**Records to use**
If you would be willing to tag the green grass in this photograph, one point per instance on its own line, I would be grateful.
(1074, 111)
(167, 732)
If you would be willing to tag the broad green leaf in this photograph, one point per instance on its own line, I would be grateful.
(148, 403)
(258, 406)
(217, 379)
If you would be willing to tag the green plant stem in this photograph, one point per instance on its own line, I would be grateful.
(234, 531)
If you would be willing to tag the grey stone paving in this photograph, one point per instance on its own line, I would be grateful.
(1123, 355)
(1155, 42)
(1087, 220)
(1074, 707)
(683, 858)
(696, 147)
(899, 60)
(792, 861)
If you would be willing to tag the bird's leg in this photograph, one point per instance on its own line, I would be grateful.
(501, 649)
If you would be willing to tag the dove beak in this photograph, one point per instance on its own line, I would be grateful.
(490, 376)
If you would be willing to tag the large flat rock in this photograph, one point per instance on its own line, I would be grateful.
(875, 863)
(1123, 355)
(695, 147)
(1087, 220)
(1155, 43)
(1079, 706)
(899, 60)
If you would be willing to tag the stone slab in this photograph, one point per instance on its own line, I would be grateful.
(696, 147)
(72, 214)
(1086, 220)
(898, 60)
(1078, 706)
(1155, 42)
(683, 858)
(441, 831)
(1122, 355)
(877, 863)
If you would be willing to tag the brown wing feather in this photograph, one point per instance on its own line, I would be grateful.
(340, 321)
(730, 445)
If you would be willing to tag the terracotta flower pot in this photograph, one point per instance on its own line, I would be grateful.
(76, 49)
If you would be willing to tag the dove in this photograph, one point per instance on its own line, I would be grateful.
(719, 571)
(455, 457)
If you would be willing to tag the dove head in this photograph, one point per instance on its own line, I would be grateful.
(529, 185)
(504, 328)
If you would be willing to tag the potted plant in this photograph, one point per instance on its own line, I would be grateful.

**What is asked**
Reproduce every one of the records above word for word, keeping each on its own line.

**Written answer**
If you would be willing to tag the green grass in this photograph, one point per instance on its own line, I would be grateful.
(1074, 111)
(167, 732)
If you would be willing to tag the broad green leaf in this photograph, one point per instance on its own line, I would be grateful.
(148, 403)
(258, 406)
(217, 379)
If you would be willing to tag the green plant stem in this photograph, one point per instance on its own line, I would be grateful.
(234, 531)
If you would be willing to tag the grey stone paving in this photograph, one point per instance on its own line, I would be grateful.
(1123, 355)
(1155, 42)
(1087, 220)
(1074, 707)
(683, 858)
(696, 147)
(899, 60)
(792, 861)
If you would be willing to tag the bird's leg in this photograph, one point per instance on its own line, I would be grateful.
(501, 649)
If you would be willing to tag the dove beak in this photograph, one point per instance on its own line, I would be grateful.
(490, 376)
If you would be willing to tag the large flat rock in this photograph, one point per instance on its own line, I would be grateful.
(875, 863)
(1123, 355)
(695, 147)
(1087, 220)
(1155, 43)
(1079, 706)
(899, 60)
If you would be willing to tag the stone slab in this photograph, one point per instance on its own line, I would be grateful.
(696, 147)
(72, 214)
(1086, 220)
(898, 60)
(1078, 706)
(1155, 42)
(683, 858)
(441, 831)
(1122, 355)
(877, 863)
If you would be willing to tag the brown wing feather in this photograph, one point per instance on its own line, I would be grateful.
(340, 321)
(730, 445)
If you would be willing to tag the terracotta flower pot in this photograph, one point per instance on its own line, I would be grateful.
(76, 49)
If you would be willing to tag the dove in this photograph, one point per instance on its own line, I would be grateful.
(719, 571)
(455, 457)
If you would be willing to tag the dove head in this photograph, one point per instance on its own line, I would be grateful.
(529, 185)
(504, 328)
If you would be willing to tag the potted plant in this photograph, one point per instance on its own line, I would be grateful.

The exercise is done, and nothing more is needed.